START

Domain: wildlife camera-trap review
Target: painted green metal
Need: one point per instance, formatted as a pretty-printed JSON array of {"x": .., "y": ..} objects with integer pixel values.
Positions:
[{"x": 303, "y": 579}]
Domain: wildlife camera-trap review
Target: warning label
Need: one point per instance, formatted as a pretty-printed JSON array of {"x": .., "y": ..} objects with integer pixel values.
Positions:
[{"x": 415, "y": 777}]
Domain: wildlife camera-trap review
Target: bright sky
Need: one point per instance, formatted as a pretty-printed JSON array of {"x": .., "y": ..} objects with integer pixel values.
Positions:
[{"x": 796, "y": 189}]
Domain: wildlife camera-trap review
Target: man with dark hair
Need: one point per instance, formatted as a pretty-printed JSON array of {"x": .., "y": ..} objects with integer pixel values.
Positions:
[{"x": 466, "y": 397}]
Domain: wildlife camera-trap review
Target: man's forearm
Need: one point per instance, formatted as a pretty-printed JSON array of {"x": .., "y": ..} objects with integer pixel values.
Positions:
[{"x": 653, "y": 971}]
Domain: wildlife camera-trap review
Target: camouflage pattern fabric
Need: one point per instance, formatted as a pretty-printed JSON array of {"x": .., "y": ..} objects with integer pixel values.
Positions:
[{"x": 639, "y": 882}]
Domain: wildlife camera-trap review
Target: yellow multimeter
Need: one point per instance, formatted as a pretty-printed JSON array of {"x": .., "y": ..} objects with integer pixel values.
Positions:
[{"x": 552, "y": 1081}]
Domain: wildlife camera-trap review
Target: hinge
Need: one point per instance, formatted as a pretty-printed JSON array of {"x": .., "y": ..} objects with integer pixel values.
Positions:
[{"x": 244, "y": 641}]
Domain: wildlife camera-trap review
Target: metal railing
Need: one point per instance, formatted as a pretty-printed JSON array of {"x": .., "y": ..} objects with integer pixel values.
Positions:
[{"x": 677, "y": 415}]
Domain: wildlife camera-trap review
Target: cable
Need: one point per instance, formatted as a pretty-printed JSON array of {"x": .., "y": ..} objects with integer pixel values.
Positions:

END

▶ [Exercise description] Reproduce the listing above verbatim, from first line to last.

▶ [Exercise response]
Domain: wildlife camera-trap review
Target: painted green metal
Need: one point per instance, formatted as a pretty-printed JSON array of {"x": .., "y": ..} objects with integer pixel values.
Positions:
[{"x": 303, "y": 579}]
Domain: wildlife camera-trap review
Target: warning label
Need: one point per instance, formatted as a pretty-printed JSON array of {"x": .., "y": ..} objects with integer pixel values.
Positions:
[{"x": 415, "y": 777}]
Domain: wildlife camera-trap review
Target: bright sky
Need: one point per instance, formatted as a pretty-printed JSON array of {"x": .., "y": ..} objects with integer pixel values.
Positions:
[{"x": 796, "y": 189}]
Domain: wildlife camera-trap review
Target: man with dark hair
Need: one point per instance, formatted as a pretty-printed JSON array of {"x": .., "y": ..} objects with integer pixel values.
Positions:
[{"x": 466, "y": 397}]
Domain: wildlife camera-trap review
Target: man's forearm
Need: one point per instance, formatted as a pretty-printed JSON array of {"x": .., "y": ..} objects with integer pixel values.
Positions:
[{"x": 653, "y": 971}]
Domain: wildlife camera-trap review
Target: camouflage pattern fabric
Need: one point per instance, formatted as a pretty-printed JSON array of {"x": .., "y": ..} objects with integer pixel values.
Positions:
[{"x": 639, "y": 882}]
Domain: wildlife camera-trap review
Target: yellow multimeter
Need: one point per instance, formatted as a pretty-printed JSON array of {"x": .., "y": ..} objects with integer pixel values.
Positions:
[{"x": 552, "y": 1081}]
Domain: wildlife camera-trap review
Target: hinge
Need: one point per instance, formatted as a pretty-printed JSON array of {"x": .., "y": ..} objects with integer pixel values.
Positions:
[{"x": 244, "y": 641}]
Domain: wildlife camera-trap review
Target: metal railing
Need: one point per instance, formatted as a pretty-printed JSON array of {"x": .., "y": ..} objects with integer pixel values.
Positions:
[{"x": 677, "y": 415}]
Domain: wildlife camera-trap review
Target: cable
Need: one point per instance, formatted as a pretty-printed JSON array of {"x": .., "y": ..} objects with integer pixel values.
Positions:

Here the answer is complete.